What is expected: In the research summary below, who is named as the primary mentor?

I am a pediatric pulmonologist with fellowship training in sleep medicine and a background in clinical and translational research in pediatric obstructive sleep apnea syndrome (OSAS). My research is focused on the pathophysiology, consequences, and treatment of OSAS in children with craniofacial conditions. The proposed project seeks to determine the mechanisms of OSAS in infants with micrognathia, a group of children with mandibular hypoplasia. OSAS is common in children and is associated with growth failure and a variety of cognitive and cardiovascular sequelae. Infants with micrognathia are one of the highest-risk groups for OSAS, but the mechanisms of OSAS in this population, the effect of OSAS on growth, and the variability in outcomes after surgical intervention for OSAS are poorly understood.
In Aim 1, we will assess the structural contributions to OSAS in infants with micrognathia using upper airway MRI and the neuromotor contributions to OSAS by evaluating dynamic pressure-flow relationships.
Aim 2 will use a variety of growth assessments, including resting energy expenditure assessment and dual-energy x-ray absorptiometry, to evaluate the causes of poor growth.
Aim 3 will determine the impact of surgical treatment for OSAS on the craniofacial structure, neuromotor function, and growth in infants with micrognathia. My long-term goal is to become an independent clinical/translation physician-scientist with unique expertise in the evaluation and management of OSAS in children with craniofacial conditions. The proposed career development award facilitates this career goal by allowing me to obtain further training and experience in imaging data analysis and growth assessment. This is complemented with coursework in biostatistics and clinical study design and management in the outstanding research environment of Children?s Hospital of Philadelphia and the University of Pennsylvania. I have assembled an exceptional multidisciplinary mentorship team. My primary mentor, Dr. Carole Marcus, is an internationally-recognized clinical researcher in pediatric OSAS with an outstanding record of mentorship. My co-mentor, Dr. Richard Schwab, is a pioneer in upper airway imaging in OSAS. These mentors, along with a multidisciplinary Advisory Committee that includes investigators in radiology, plastic surgery, nutrition, and biostatistics, will help guide my career development and will provide content expertise to ensure success of the proposed research. The proposed project, along with the structured mentoring, coursework, and training that comprise the my career development plan, will provide me with the skill and experience necessary to ensure his success as an independent investigator with a unique skill set in better understanding the evaluation and treatment of OSAS in children with micrognathia and other craniofacial conditions.
Obstructive sleep apnea syndrome (OSAS) is a condition where there are pauses in breathing during sleep; babies born with a defect causing their jaw to be small (called micrognathia) puts them at high risk for OSAS. It is likely there are multiple factors that put these babies at risk for OSAS and also cause them to have difficulty with growth, but these are not well understood. This study will use a variety of procedures including sleep studies, MRIs, and measurement of the calories consumed to determine which infants are at increased risk and which will benefit most from surgical correction of micrognathia, improving the care of these highly vulnerable patients.

Given information:
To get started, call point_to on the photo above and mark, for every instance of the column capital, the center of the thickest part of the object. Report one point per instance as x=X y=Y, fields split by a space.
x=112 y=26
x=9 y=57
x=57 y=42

Answer to the exercise: Dr. Carole Marcus